Ransomware, a form of malicious software meticulously crafted to block access to a computer system or its data until a ransom demand is met, has evolved substantially over the years [1,2,3]. In its early stages, ransomware attacks predominantly involved crypto-ransomware, known for encrypting user files, thus making them unreachable for the victims [4,5]. This approach to cyber extortion gained widespread attention through infamous instances like Petya and WannaCry [6]. However, more recent trends have indicated a notable shift in the tactics employed by ransomware perpetrators [3,7]. Contemporary ransomware groups, moving beyond the sole reliance on file encryption, are progressively focusing on data exfiltration [8,9]. This progression has been recognized as a significant transformation in the threat landscape posed by ransomware [10,11].
The progression from crypto-ransomware to ransomware that prioritizes data exfiltration signifies a more complex and menacing threat environment [4,5,12]. Data exfiltration, which entails the unauthorized copying, transferring, or retrieving of data from a computer or server, represents a ransomware variant that is frequently carried out through network channels [11,13,14]. Such methods pose a formidable challenge to existing cybersecurity measures as they directly target the core of organizational data confidentiality [2,15]. The ramifications of these attacks are extensive, impacting not only the availability of data but also its integrity and confidentiality [16,17].
In light of these evolving ransomware techniques, traditional cybersecurity measures focusing solely on preventing access breaches have become inadequate [11,18,19]. The need for advanced analytical tools capable of detecting and interpreting complex and subtle patterns of network traffic indicative of ransomware activities has become more critical [15,20,21]. Here, the Bidirectional Encoder Representations from Transformers (BERT) model emerges as a potent tool [22,23]. BERT’s ability to process and analyze large volumes of unstructured data through its deep learning capabilities makes it uniquely suited for this task [24]. Unlike conventional models, BERT’s bidirectional nature allows for a more nuanced understanding of context within data, a feature crucial for detecting the sophisticated methods employed by modern ransomware groups [16,25]. By leveraging BERT, researchers and cybersecurity professionals can better identify and respond to the subtle signs of data exfiltration, a task that traditional methods might overlook [26,27].
The primary objective of this research is to explore the effectiveness of BERT in analyzing and identifying network traffic patterns associated with data exfiltration activities by contemporary ransomware groups [5,16,28,29,30]. The study focuses on the top 10 ransomware groups of 2023 (Table 1), including LockBit, AlphV/BlackCat, Cl0p, and others, recognized for their shift from traditional crypto-ransomware tactics to strategies centered around data theft [31,32]. The scope of this research encompasses the development of a BERT-based analytical framework, the collection and processing of relevant network traffic datasets, and the application of this framework to detect and analyze patterns indicative of data exfiltration activities by these ransomware groups [33,34]. By achieving these objectives, the study aims to contribute to the broader understanding of modern ransomware tactics and advance the capabilities of cybersecurity defenses in detecting and mitigating such threats [35,36].
------------------------
Exercises to complete —
A: Rewrite the ransomware passage starting at "Ransomware, a form" and ending at "by ransomware [10,11].", switching "crypto-ransomware" to "file-encrypting ransomware".
B: For each statement, answer yes or no according to the ransomware passage, and quote the words that decide it. (i) Petya and WannaCry drew wide attention to the file-encrypting approach. (ii) The study covers the top five ransomware groups of 2023. (iii) Data exfiltration is often carried out through network channels.
C: According to the ransomware passage, what gives BERT a more nuanced understanding of context within data than conventional models?
------------------------
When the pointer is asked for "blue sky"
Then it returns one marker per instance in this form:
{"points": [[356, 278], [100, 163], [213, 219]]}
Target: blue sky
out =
------------------------
Expected answers —
A:
Ransomware, a form of malicious software meticulously crafted to block access to a computer system or its data until a ransom demand is met, has evolved substantially over the years [1,2,3]. In its early stages, ransomware attacks predominantly involved file-encrypting ransomware, known for encrypting user files, thus making them unreachable for the victims [4,5]. This approach to cyber extortion gained widespread attention through infamous instances like Petya and WannaCry [6]. However, more recent trends have indicated a notable shift in the tactics employed by ransomware perpetrators [3,7]. Contemporary ransomware groups, moving beyond the sole reliance on file encryption, are progressively focusing on data exfiltration [8,9]. This progression has been recognized as a significant transformation in the threat landscape posed by ransomware [10,11].

B:
(i) Yes: "This approach to cyber extortion gained widespread attention through infamous instances like Petya and WannaCry"
(ii) No: "The study focuses on the top 10 ransomware groups of 2023"
(iii) Yes: "represents a ransomware variant that is frequently carried out through network channels"

C: Its bidirectional nature.